↓

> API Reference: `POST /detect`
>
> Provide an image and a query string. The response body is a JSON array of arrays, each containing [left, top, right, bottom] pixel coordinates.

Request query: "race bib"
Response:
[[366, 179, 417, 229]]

↑

Please repeat the lines above word for word, changing nothing.

→ EXERCISE RESULT:
> API Reference: `POST /detect`
>
> Provide an image and a query string. The response body is a JSON array of arrays, each containing [left, top, right, bottom] pixel coordinates.

Request query: "race bib"
Response:
[[366, 179, 417, 229]]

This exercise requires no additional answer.